- [Exercise objective]: Copy every line of the material below verbatim, without changing a single character.

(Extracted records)
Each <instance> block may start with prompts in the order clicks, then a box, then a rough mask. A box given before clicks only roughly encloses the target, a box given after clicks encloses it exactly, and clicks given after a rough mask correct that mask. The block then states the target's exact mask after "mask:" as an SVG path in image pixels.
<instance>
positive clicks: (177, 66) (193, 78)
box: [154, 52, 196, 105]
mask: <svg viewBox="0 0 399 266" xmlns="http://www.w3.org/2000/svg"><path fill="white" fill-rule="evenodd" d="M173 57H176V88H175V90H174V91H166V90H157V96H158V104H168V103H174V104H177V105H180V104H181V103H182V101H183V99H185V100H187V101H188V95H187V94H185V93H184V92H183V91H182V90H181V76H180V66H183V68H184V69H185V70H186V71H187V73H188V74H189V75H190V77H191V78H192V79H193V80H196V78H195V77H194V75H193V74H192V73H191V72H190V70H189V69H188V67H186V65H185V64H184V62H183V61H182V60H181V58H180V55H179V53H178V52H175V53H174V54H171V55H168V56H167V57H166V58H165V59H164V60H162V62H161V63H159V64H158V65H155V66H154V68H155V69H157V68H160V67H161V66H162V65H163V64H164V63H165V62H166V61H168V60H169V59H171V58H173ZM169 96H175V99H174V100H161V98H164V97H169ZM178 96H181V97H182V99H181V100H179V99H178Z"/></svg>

- [Answer space]:
Each <instance> block may start with prompts in the order clicks, then a box, then a rough mask. A box given before clicks only roughly encloses the target, a box given after clicks encloses it exactly, and clicks given after a rough mask correct that mask. The block then states the target's exact mask after "mask:" as an SVG path in image pixels.
<instance>
positive clicks: (177, 66) (193, 78)
box: [154, 52, 196, 105]
mask: <svg viewBox="0 0 399 266" xmlns="http://www.w3.org/2000/svg"><path fill="white" fill-rule="evenodd" d="M173 57H176V88H175V90H174V91H166V90H157V96H158V104H168V103H174V104H177V105H180V104H181V103H182V101H183V99H185V100H187V101H188V95H187V94H185V93H184V92H183V91H182V90H181V76H180V66H183V68H184V69H185V70H186V71H187V73H188V74H189V75H190V77H191V78H192V79H193V80H196V78H195V77H194V75H193V74H192V73H191V72H190V70H189V69H188V67H186V65H185V64H184V62H183V61H182V60H181V58H180V55H179V53H178V52H175V53H174V54H171V55H168V56H167V57H166V58H165V59H164V60H162V62H161V63H159V64H158V65H155V66H154V68H155V69H157V68H160V67H161V66H162V65H163V64H164V63H165V62H166V61H168V60H169V59H171V58H173ZM169 96H175V99H174V100H161V98H164V97H169ZM178 96H181V97H182V99H181V100H179V99H178Z"/></svg>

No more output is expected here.